INSTRUCTIONS FOR THE TASK: Return the lines of the records below that run from the line holding "Category: fluorescent ceiling light" through the line holding "pixel 29 151", inclusive, reproducing each one without any change.

SUPPLIED MATERIAL:
— begin —
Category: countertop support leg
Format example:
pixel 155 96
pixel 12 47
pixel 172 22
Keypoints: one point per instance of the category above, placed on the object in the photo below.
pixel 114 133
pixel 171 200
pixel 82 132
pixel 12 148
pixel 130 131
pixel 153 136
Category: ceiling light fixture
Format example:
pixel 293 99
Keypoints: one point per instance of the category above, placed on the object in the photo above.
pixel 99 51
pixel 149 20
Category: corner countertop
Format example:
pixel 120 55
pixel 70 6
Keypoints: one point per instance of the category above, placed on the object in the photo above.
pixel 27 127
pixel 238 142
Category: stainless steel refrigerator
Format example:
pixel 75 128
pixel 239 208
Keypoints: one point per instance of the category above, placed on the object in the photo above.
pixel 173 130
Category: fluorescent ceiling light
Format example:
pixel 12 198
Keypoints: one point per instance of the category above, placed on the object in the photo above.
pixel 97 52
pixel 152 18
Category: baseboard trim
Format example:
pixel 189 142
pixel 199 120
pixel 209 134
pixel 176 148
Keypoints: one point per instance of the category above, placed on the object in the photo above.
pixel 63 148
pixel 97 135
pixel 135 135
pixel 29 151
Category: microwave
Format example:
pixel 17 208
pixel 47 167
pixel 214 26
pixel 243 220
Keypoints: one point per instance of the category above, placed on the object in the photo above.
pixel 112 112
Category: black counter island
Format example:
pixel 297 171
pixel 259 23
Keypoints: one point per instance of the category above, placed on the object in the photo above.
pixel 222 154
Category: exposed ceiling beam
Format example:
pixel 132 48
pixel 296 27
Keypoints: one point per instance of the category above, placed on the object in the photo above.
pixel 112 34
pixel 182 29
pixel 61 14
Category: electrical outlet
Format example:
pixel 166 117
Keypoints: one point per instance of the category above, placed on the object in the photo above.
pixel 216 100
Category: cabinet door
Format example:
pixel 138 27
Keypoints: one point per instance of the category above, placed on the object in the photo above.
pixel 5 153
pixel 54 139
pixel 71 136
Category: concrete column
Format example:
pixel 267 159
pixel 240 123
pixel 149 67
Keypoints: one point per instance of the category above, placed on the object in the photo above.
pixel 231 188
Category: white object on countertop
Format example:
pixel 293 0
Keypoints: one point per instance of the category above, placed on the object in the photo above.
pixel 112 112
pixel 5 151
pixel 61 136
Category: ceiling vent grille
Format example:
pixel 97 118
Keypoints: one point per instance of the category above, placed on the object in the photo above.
— end —
EXERCISE RESPONSE:
Category: fluorescent ceiling light
Format example:
pixel 12 198
Keypoints: one point per instance of the category above, placed on the object in the photo above.
pixel 97 52
pixel 152 18
Category: baseboard trim
Format example:
pixel 189 142
pixel 199 120
pixel 209 134
pixel 176 148
Keypoints: one point per instance of the category above, placed on the object in the photo above.
pixel 63 148
pixel 97 135
pixel 135 135
pixel 29 151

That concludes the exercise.